__PROBLEM DESCRIPTION__.
Return nothing but the lines from the line containing "Exercise. Point to the man's hand" through the last line of the records, reproduced exactly.

__GIVEN DATA__.

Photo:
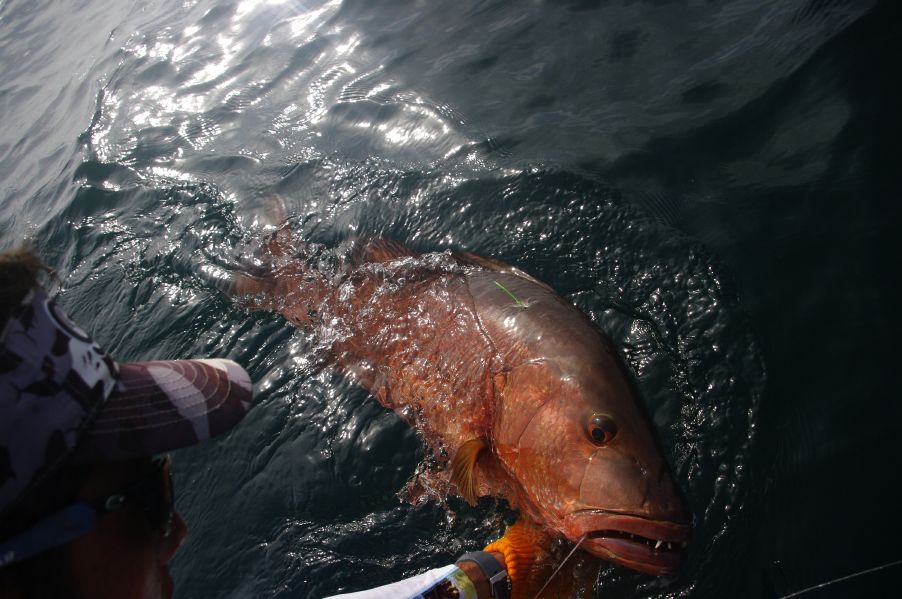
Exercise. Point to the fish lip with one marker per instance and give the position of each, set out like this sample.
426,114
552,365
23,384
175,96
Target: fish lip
607,535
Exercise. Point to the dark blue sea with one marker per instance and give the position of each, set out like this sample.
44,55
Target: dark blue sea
715,183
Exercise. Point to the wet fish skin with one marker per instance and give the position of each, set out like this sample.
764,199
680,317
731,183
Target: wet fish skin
477,354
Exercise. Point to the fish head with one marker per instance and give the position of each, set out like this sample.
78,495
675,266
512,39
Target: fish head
570,431
585,458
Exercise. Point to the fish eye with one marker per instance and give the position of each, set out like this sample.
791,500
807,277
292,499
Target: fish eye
602,429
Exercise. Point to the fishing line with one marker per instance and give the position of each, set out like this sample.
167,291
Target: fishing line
842,578
561,565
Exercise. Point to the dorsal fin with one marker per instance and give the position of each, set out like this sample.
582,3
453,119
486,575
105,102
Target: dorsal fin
463,468
377,249
468,258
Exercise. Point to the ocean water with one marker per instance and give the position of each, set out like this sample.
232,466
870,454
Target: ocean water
714,183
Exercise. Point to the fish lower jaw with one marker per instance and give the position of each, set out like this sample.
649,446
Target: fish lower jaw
650,546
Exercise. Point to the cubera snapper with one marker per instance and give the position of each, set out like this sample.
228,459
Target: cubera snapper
514,387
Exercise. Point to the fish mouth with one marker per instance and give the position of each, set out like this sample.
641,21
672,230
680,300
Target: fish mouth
652,546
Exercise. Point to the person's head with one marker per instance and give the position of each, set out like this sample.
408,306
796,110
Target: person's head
85,506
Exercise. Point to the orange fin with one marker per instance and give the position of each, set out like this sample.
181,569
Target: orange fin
531,564
463,469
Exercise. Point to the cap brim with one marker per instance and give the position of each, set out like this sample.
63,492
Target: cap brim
161,406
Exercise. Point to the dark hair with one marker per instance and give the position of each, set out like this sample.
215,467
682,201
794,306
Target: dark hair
20,270
47,574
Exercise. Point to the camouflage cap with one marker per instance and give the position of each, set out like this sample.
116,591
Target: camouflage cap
63,399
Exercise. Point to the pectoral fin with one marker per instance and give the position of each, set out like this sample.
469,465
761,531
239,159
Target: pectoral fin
463,469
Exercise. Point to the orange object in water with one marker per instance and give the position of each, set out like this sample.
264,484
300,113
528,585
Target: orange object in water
516,392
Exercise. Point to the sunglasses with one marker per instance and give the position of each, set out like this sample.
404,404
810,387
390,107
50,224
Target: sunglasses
152,493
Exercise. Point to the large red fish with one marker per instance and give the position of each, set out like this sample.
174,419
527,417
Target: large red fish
515,390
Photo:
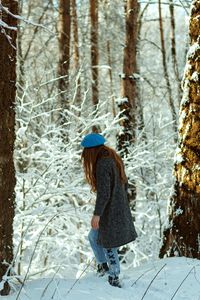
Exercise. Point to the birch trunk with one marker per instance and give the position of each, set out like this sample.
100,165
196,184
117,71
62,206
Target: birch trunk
94,50
7,137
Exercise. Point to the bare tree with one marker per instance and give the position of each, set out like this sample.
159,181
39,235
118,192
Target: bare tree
182,236
94,50
8,35
165,70
76,56
128,78
173,48
64,28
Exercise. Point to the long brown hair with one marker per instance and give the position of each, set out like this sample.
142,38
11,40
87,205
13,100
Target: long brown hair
89,158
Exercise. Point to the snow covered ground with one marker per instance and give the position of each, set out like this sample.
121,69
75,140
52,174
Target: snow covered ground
166,279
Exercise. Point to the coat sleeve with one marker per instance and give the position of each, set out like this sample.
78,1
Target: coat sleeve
103,181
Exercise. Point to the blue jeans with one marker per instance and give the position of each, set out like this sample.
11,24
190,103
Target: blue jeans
102,255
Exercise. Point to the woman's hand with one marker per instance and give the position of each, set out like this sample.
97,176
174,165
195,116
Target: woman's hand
95,222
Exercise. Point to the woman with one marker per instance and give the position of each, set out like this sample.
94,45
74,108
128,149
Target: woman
112,224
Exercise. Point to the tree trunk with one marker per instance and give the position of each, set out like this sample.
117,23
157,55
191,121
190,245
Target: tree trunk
165,70
173,50
128,102
182,236
94,50
109,60
77,97
64,55
7,137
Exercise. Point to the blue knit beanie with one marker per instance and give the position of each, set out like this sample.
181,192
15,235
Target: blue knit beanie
93,140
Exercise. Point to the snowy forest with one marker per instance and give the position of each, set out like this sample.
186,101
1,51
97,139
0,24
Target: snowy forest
128,69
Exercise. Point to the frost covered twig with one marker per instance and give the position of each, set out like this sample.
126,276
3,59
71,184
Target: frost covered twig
182,283
2,8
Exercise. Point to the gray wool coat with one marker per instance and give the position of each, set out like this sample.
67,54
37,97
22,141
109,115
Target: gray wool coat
116,226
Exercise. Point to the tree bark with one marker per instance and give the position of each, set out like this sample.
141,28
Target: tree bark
7,137
94,50
165,70
128,102
182,237
64,29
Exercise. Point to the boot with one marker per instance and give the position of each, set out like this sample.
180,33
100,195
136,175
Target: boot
102,269
114,281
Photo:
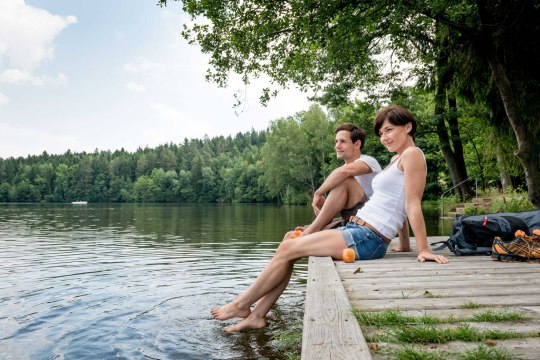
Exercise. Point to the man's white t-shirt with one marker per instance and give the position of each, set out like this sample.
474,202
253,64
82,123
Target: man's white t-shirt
365,179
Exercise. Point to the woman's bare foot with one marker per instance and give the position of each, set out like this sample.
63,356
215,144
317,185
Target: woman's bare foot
399,249
248,323
229,311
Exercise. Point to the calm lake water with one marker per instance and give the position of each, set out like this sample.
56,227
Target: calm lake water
137,281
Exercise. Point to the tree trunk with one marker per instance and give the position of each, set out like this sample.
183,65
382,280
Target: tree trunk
444,139
452,120
454,157
506,182
528,157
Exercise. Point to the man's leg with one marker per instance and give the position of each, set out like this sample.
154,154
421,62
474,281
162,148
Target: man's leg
344,196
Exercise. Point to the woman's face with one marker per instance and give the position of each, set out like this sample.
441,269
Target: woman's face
394,137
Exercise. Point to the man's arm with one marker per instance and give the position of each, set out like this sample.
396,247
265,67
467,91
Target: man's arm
335,178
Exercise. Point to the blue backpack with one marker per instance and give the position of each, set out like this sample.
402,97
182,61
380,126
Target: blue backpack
474,235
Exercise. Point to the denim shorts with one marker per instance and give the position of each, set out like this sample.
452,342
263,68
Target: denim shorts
368,244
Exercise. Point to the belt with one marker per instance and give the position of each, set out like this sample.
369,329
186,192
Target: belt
361,222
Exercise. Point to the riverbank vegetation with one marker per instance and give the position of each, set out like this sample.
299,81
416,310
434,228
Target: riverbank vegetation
467,71
284,163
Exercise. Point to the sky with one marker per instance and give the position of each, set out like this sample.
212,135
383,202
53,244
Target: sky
82,75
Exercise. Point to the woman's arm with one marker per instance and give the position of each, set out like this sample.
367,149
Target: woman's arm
414,168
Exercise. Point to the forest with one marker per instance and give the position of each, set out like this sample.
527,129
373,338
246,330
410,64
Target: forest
283,164
466,69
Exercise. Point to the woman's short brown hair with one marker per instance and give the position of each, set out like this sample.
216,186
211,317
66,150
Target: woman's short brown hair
396,115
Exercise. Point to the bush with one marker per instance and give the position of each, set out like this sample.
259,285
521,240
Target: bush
513,201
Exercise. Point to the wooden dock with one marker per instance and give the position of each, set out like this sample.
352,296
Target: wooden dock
399,282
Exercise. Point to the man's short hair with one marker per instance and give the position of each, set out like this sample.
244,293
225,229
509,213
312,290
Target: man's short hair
357,133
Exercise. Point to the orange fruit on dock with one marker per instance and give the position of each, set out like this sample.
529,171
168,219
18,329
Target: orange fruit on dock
348,255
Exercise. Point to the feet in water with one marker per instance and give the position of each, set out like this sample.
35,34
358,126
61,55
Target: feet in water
229,311
249,322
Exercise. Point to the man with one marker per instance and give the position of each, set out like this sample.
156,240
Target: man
348,186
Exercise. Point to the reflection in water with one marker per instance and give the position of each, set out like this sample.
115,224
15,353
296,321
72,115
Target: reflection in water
137,281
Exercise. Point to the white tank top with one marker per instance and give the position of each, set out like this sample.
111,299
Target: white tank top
365,180
385,210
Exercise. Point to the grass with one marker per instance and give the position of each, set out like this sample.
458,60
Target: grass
391,317
471,305
480,352
425,334
412,353
394,317
486,353
430,295
490,315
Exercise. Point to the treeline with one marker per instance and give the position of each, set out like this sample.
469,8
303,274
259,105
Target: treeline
221,169
284,163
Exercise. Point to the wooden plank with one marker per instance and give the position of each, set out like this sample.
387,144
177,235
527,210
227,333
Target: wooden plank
399,282
436,292
444,303
330,330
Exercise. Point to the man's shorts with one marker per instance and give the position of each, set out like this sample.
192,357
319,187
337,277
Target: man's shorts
346,214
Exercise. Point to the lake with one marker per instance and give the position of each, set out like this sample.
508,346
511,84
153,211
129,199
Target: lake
137,281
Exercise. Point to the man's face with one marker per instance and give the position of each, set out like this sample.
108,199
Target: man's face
345,149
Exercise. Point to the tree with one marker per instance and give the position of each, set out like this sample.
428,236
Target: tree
339,47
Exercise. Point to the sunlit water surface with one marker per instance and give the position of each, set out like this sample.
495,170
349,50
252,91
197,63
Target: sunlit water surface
138,281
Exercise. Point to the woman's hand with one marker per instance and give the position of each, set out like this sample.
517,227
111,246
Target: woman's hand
427,256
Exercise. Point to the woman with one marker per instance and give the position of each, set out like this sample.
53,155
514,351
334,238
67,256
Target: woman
397,196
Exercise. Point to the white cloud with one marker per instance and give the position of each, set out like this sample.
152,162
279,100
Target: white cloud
145,66
134,87
27,37
174,124
3,99
35,141
20,77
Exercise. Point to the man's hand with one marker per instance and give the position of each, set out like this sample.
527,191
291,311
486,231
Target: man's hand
426,255
317,203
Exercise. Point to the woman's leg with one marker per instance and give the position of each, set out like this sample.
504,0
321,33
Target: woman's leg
257,318
277,274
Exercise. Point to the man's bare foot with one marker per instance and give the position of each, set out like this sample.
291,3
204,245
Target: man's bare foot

__SOLUTION__.
Exercise. Point to the man's hand with one marker per instance and give the position of each, set out like this sample.
527,191
291,311
486,231
Target: man's hand
426,255
317,203
Exercise. Point to the woman's leg with one marker per instance and give the position of each, set out like this sample.
504,0
321,33
Target: woman's leg
257,318
277,274
Exercise. Point to the man's bare foot with one marker per instance and give the position of each, set out like this sample.
291,3
204,245
Target: man's bare foot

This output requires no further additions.